Excerpt to read below:

Rendered at 13:22:31 GMT+0000 (Coordinated Universal Time) with Cloudflare Workers.
andyfilms1 18 hours ago [-]
I genuinely think any ML approach to detecting ML will always be unreliable. Models can be intentionally poisoned or tricked, and there is a lot of incentive from AI users to do so. It will always be a losing battle against a moving target.
I think in the long run, deterministic algorithmic approaches with complex pipelines will be needed.
miguel_martin 15 hours ago [-]
I disagree.
1. Constructing a "deterministic algorithmic approaches with complex pipelines" is an ML approach. You're simply changing how you optimize (e.g. gradient descent with human constructed rules) and what you are optimizing (i.e. the model from a statistical one to a set of rules similar to a decision tree)
2. "Models can be intentionally poisoned or tricked" this is adversarial examples. Your deterministic and complex pipeline will have attack vectors, but just of a different distribution compared to an LLM (or neural net in general). Adversarial examples are likely unavoidable, you will always have a set of inputs that will cause your model to mis-classify examples. You can aim to minimize the size of this distribution/set, but for language: the set of possible inputs is so large that you will never fully be able to train or test on them all, and thus you will always have a back & forth between finding new attack vectors vs. defending against them: "deterministic" or not.

End of Excerpt to read.

▶ What to produce
List every time stamp shown on the forum thread page, including the page's render time and the age of each post.

Dataset records below:

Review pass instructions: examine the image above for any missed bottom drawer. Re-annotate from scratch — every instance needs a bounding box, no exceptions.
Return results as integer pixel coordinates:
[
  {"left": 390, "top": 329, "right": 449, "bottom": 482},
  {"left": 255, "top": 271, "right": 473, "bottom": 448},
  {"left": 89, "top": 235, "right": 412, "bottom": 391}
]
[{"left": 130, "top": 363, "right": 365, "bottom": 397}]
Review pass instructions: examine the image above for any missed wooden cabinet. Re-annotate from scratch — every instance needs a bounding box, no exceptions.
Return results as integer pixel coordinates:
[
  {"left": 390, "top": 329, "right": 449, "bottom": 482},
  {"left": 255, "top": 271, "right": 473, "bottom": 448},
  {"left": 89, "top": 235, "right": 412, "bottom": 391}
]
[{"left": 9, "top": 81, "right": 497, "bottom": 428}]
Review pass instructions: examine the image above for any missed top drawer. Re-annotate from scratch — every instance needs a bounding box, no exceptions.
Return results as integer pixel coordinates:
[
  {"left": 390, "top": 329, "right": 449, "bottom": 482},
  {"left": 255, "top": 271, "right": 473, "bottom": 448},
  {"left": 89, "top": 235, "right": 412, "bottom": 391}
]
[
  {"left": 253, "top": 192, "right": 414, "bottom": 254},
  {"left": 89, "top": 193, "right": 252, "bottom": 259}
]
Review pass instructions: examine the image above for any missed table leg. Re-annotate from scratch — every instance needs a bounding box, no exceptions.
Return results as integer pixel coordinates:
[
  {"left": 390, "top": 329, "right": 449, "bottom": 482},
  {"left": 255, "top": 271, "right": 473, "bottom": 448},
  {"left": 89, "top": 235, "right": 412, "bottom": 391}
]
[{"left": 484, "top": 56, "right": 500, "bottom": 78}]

End of Dataset records.

▶ Task result
- 13:22:31 GMT+0000 (Coordinated Universal Time)
- 18 hours ago
- 15 hours ago